### WHAT IS REQUIRED
Extract the data from its first line up to and including the line containing "Give the outline of every instance of the white sneaker.", reproducing every line unchanged.

### AVAILABLE RECORDS
===============
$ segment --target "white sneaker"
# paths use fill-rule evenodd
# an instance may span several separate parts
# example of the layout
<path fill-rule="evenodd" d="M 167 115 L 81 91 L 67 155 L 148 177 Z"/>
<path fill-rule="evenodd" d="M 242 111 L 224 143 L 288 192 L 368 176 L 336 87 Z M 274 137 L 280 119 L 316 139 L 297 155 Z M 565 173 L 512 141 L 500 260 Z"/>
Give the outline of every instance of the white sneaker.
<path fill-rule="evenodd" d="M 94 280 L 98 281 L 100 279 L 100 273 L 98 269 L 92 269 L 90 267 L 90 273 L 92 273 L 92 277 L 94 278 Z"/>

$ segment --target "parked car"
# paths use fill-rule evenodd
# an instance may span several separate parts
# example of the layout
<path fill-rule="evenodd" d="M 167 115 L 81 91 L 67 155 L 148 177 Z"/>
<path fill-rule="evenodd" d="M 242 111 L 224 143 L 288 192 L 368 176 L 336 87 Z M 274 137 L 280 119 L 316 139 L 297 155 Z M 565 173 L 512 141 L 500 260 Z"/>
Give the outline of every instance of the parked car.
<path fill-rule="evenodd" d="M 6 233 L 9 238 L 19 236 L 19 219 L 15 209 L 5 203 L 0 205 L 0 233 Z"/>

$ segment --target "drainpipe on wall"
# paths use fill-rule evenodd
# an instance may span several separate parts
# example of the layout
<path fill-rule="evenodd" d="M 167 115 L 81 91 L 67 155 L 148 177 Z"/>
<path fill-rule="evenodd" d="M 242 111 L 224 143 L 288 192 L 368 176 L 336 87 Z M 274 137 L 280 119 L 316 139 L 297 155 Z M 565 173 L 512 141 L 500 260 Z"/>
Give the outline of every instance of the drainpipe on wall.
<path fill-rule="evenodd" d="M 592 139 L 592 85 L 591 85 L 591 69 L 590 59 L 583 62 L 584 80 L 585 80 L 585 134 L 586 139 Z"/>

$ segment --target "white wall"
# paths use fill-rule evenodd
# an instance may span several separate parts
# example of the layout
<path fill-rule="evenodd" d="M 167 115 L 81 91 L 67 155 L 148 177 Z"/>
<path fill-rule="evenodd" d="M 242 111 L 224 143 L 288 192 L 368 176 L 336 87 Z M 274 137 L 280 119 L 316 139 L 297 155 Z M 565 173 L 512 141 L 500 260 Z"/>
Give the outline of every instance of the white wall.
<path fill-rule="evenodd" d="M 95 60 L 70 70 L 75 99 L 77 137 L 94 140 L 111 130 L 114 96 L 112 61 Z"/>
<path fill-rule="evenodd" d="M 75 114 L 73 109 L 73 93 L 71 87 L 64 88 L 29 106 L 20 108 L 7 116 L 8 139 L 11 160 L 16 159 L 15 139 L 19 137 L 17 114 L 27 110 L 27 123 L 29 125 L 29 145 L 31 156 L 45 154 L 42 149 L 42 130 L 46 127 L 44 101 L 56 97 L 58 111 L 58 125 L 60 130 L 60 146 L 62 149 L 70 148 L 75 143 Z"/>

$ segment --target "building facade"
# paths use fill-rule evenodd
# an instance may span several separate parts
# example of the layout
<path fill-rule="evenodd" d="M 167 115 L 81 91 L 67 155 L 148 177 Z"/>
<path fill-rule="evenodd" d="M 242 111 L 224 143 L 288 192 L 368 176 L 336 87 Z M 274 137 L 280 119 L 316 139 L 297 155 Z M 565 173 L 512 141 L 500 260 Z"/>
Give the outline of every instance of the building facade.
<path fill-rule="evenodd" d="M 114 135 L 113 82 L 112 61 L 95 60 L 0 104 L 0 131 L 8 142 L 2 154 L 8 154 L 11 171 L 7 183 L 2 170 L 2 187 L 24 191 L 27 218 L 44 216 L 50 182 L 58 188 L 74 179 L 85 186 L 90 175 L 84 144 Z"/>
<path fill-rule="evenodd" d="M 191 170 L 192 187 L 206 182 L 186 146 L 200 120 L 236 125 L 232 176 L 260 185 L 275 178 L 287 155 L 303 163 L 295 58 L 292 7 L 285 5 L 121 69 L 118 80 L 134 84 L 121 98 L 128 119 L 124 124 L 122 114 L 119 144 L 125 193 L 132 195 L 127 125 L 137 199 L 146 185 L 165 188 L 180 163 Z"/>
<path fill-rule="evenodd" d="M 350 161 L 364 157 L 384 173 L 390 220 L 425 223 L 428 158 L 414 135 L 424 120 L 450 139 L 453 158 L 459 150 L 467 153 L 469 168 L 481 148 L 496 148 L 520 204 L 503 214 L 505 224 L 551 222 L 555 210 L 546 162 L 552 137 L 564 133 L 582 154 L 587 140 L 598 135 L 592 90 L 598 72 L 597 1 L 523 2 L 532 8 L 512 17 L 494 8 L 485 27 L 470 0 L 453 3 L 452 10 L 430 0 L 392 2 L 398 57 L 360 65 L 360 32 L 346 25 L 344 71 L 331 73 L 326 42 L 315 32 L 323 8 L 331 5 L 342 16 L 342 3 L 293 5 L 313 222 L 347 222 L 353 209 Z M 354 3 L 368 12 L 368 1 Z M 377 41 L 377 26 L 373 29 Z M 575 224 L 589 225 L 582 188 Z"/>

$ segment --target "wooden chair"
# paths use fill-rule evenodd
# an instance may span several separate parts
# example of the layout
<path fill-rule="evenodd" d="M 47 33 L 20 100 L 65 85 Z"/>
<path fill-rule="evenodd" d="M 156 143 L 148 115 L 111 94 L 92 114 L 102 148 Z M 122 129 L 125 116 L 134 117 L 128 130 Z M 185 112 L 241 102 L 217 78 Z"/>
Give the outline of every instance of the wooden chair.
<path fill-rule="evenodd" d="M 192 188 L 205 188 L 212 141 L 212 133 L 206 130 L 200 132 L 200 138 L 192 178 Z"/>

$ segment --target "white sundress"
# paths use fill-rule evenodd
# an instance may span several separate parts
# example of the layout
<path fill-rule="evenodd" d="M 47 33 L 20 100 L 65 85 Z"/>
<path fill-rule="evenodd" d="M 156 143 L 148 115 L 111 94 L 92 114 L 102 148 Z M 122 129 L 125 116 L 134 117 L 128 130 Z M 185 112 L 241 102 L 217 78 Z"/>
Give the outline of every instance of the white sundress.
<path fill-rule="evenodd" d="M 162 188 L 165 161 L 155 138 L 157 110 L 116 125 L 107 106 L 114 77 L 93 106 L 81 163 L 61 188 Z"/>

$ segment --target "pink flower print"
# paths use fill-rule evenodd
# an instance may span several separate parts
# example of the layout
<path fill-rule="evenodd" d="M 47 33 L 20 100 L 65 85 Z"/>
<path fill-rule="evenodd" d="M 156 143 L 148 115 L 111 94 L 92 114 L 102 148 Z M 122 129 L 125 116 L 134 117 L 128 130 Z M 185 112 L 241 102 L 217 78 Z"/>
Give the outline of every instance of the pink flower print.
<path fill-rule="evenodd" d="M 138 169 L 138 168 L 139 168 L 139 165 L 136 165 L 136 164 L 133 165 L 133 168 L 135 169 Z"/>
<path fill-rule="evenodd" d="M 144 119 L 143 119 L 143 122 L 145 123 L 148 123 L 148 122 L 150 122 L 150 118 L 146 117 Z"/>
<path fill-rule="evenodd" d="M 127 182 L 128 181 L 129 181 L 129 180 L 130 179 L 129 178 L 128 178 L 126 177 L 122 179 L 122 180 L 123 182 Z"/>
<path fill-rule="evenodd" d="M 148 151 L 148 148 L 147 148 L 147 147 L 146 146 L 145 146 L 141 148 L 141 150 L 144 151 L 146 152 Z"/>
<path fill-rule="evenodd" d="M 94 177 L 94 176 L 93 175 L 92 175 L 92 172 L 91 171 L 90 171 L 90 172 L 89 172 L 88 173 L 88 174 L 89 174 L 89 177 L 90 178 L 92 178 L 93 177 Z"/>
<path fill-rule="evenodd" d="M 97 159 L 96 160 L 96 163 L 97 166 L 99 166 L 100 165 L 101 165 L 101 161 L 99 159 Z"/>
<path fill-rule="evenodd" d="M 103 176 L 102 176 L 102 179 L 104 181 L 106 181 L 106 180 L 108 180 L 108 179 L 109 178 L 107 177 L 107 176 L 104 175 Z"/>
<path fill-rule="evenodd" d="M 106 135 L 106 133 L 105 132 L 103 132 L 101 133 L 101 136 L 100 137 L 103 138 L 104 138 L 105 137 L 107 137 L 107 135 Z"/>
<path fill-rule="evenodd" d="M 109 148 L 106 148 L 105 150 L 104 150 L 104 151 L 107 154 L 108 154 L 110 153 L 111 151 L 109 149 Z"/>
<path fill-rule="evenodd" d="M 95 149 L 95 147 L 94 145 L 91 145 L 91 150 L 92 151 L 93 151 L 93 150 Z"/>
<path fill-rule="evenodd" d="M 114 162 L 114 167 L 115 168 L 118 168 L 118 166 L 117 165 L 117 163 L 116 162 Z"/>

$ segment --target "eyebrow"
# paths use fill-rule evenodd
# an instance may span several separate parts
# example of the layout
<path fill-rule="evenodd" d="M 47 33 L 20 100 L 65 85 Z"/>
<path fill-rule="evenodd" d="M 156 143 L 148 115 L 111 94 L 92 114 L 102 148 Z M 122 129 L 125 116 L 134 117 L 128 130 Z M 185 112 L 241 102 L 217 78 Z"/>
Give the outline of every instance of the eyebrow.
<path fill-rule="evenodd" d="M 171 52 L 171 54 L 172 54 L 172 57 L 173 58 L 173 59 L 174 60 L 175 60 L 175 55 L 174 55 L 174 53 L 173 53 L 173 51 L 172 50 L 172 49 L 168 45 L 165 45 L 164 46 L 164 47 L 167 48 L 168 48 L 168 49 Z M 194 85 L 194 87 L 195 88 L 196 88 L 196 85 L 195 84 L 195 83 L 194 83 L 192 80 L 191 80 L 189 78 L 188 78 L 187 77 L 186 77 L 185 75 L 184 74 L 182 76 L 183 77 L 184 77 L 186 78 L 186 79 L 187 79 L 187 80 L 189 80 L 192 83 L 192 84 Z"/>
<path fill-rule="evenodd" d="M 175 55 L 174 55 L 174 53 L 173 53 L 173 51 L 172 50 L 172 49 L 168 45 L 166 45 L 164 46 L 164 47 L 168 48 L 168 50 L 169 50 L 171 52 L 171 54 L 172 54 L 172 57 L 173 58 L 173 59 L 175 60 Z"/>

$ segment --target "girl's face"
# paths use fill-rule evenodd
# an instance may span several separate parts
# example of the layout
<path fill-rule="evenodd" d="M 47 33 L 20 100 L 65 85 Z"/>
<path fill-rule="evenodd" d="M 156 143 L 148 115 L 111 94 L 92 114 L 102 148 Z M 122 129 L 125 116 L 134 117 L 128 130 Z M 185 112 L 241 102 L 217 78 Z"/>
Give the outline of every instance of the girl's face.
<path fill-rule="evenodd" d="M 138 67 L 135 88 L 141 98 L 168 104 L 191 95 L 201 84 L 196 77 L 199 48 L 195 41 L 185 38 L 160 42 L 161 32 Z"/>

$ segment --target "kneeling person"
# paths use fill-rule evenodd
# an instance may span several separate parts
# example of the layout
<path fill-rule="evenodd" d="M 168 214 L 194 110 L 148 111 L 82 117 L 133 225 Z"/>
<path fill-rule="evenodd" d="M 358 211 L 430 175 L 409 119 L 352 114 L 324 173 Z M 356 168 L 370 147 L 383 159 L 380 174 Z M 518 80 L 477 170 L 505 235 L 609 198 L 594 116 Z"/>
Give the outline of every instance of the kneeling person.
===============
### THE ANSWER
$ segment --target "white sneaker"
# paths use fill-rule evenodd
# an instance may span several separate parts
# example of the layout
<path fill-rule="evenodd" d="M 167 115 L 81 91 L 67 155 L 148 177 Z"/>
<path fill-rule="evenodd" d="M 242 111 L 224 143 L 288 192 L 368 176 L 336 87 Z M 274 137 L 280 119 L 316 139 L 297 155 Z M 565 173 L 512 141 L 500 260 Z"/>
Give the outline of every instance of the white sneaker.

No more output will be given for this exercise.